- **SOURCE PASSAGE**
■ ■ ■ ■ ■ ■ ■
Safety and OSHA News

Study: Workplace bullying hurts occupational safety and health

We all know bullying supervisors negatively affect morale. Now, a new study also shows they also impact workplace safety. 

Employees’ safety behavior can become worse when they’re treated in ways that detract from their bonds to a work group, according to Liu-Qin Yang, associate professor of industrial-organizational psychology at Portland State University.

Here’s how that happens, step-by-step:

  • Bosses’ behaviors can strengthen or weaken employees’ sense of belonging to the work group by supporting or undermining workers’ perceived status within the group
  • Poor treatment from a boss can make employees feel they’re not valued by the group
  • As a result, employees can become more self-centered
  • That leads them to respond negatively to their boss’ bullying behaviors
  • Part of the negative response is to not follow rules – such as safety rules.
■ ■ ■ ■ ■ ■ ■
- **ROWS**
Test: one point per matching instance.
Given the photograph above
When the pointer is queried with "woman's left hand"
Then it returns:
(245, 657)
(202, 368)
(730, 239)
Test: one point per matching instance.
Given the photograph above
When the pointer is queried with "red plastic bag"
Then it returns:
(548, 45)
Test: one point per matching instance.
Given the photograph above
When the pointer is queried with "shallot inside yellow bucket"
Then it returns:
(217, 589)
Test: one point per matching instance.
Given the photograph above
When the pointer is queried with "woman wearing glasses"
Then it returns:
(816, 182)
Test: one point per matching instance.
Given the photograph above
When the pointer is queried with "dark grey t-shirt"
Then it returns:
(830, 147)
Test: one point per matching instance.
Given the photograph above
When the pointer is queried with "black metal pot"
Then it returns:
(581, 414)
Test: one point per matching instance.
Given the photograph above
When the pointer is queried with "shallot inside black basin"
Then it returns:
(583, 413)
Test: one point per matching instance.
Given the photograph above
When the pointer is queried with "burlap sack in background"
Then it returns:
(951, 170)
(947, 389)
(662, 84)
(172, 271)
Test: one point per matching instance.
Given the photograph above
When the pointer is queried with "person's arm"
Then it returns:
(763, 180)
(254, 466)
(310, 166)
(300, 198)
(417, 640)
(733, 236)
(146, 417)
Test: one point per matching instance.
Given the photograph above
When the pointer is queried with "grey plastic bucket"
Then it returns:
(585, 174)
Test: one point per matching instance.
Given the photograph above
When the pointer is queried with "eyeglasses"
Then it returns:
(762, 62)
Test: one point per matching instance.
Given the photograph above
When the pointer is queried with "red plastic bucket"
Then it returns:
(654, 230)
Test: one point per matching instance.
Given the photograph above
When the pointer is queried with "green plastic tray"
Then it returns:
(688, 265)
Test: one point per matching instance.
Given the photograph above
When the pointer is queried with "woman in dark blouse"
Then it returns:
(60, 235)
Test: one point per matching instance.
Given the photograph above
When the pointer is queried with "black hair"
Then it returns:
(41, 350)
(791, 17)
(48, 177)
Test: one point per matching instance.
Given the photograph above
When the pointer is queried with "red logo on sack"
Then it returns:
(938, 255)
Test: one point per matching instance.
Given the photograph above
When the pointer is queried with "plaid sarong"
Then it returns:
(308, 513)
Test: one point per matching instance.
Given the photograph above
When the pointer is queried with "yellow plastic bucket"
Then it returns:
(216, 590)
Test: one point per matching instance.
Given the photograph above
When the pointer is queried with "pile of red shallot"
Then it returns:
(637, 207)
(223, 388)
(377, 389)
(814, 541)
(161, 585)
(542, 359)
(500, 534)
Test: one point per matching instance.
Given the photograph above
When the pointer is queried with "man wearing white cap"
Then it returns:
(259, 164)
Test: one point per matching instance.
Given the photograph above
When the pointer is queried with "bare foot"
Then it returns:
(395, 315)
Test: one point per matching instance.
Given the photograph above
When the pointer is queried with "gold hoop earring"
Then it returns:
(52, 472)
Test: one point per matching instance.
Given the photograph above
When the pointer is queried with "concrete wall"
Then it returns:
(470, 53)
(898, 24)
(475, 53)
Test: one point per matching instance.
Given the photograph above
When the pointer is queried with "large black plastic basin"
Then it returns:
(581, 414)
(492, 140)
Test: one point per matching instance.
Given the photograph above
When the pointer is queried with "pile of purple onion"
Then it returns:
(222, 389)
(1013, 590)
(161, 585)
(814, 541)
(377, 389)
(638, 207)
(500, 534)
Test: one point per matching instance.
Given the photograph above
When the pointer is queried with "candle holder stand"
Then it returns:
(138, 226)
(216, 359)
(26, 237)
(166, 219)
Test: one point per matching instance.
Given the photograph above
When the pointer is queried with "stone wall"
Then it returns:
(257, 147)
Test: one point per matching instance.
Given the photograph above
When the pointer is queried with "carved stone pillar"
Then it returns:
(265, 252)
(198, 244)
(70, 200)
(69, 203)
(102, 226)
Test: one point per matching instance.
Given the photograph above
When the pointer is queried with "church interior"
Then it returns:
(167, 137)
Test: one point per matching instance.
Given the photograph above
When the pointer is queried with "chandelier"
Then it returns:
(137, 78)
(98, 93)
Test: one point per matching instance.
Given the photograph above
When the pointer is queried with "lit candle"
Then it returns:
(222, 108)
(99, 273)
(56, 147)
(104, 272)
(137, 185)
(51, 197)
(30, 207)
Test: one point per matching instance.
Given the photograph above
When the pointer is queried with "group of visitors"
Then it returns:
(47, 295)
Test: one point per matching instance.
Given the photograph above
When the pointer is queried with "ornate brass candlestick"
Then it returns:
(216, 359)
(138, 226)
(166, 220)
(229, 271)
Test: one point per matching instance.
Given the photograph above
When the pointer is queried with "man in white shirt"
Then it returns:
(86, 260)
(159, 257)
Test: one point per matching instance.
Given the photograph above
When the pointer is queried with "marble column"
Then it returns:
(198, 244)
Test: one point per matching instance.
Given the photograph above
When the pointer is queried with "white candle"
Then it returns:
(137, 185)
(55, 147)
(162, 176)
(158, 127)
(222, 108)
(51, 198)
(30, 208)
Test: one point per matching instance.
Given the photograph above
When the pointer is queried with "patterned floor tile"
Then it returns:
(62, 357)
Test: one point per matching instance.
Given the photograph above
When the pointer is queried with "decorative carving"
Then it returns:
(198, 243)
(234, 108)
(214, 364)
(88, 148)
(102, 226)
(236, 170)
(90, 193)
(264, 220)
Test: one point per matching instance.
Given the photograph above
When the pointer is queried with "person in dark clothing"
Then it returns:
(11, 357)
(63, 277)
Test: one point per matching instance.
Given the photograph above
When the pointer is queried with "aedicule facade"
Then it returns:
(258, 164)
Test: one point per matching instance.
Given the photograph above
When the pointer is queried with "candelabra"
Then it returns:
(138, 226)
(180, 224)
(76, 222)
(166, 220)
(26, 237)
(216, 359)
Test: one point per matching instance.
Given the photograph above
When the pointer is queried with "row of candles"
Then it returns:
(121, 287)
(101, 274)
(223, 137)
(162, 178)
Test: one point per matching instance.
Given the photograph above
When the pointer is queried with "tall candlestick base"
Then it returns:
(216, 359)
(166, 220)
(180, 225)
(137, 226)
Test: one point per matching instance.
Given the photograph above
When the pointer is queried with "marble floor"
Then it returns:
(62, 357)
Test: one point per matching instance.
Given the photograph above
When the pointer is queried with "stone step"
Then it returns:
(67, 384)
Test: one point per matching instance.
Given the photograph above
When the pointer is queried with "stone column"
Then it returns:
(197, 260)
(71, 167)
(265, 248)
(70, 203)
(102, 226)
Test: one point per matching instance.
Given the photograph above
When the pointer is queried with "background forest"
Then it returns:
■ ■ ■ ■ ■ ■ ■
- **WHAT IS ASKED**
a – According to the workplace bullying article, what position does Liu-Qin Yang hold?
b – Rewrite the paragraph of the workplace bullying article that begins "Employees’ safety behavior can become worse" as one shorter sentence that keeps its main facts.
c – Repeat, word for word, the stretch of the workplace bullying article from "Employees’ safety behavior" through "Portland State University.".

- **THE ANSWERS**
a – Associate professor of industrial-organizational psychology at Portland State University.

b – Liu-Qin Yang, an associate professor of industrial-organizational psychology at Portland State University, says that employees' safety behavior can worsen when their treatment weakens their bonds to a work group.

c –
Employees’ safety behavior can become worse when they’re treated in ways that detract from their bonds to a work group, according to Liu-Qin Yang, associate professor of industrial-organizational psychology at Portland State University.